**Text to read**
On 15 September 2017, Kygo remixed the U2 song "You're The Best Thing About Me", which was also released as his collaborative single with the band.

On 19 October 2017, Kygo announced via Facebook that his second studio album is called Kids in Love, which was released on 3 November. On 20 October, he released the lead single and title track "Kids in Love", which features The Night Game. Shortly after releasing the album, Kygo announced the Kids in Love Tour. On 16 March 2018, Kygo released "Remind Me to Forget", a track featuring American singer Miguel, as the third single from the album, which streamed 400 million times on Spotify as of 2 January 2020, following "Stranger Things" featuring the American pop rock band OneRepublic. "Stranger Things" received a remix from Alan Walker.

**Do this**
Write the next part of the text about Kygo's releases, picking up right after its final sentence. The items that come next are drawn from a separate source and are unrelated to the Kygo text.

**Data excerpts**

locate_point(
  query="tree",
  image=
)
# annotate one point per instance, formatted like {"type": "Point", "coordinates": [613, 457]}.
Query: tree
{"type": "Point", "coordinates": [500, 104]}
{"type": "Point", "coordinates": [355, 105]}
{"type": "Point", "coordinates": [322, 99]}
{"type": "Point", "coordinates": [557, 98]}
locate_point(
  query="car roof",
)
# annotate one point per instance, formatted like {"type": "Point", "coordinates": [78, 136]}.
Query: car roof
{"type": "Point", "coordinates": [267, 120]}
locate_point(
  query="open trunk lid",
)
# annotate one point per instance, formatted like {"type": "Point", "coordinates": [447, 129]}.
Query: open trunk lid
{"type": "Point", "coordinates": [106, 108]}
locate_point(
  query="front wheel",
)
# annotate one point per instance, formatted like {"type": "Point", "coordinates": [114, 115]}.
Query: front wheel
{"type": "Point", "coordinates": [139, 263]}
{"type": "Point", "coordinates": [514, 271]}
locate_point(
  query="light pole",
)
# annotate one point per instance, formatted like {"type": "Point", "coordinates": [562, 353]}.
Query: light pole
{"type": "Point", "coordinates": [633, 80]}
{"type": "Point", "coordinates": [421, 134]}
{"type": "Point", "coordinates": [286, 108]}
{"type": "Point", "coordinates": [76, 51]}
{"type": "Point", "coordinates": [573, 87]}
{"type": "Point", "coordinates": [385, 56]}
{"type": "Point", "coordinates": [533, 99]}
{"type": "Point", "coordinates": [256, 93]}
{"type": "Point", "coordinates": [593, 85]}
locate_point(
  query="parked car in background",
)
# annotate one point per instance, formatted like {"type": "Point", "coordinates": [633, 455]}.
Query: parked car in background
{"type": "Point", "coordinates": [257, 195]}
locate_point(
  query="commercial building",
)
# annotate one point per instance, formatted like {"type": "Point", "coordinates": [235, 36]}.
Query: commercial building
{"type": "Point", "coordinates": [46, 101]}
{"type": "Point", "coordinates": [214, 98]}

**Response**
2018–2020: Golden Hour 
In June 2018, Kygo announced a collaboration with American rock band Imagine Dragons titled "Born to Be Yours". The single was released on 11 June. On 21 September, Kygo debuted his upcoming single, "Happy Now", a collaboration with Sandro Cavazza, during his set at the iHeartRadio Music Festival, held at the T-Mobile Arena. On 24 October, Kygo posted a clip from the single's music video on his social media account. The single was released on 26 October. It streamed 109 million times on YouTube and 330 million times on Spotify, as of 2 January 2020 In October 2018, Kygo and his manager, Myles Shear, partnered with Sony Music Entertainment and launched the Palm Tree Records label. Palm Tree Records aims to be a platform for up-and-coming artists.

"Think About You" featuring American singer Valerie Broussard was released as a single on 14 February 2019 and considered timed for Valentine's Day. "Carry On", a song with English singer Rita Ora, was released as a standalone single for the 2019 film Detective Pikachu. The song was released on 19 April 2019 through RCA Records. It has been streamed more than 174 million times on Spotify.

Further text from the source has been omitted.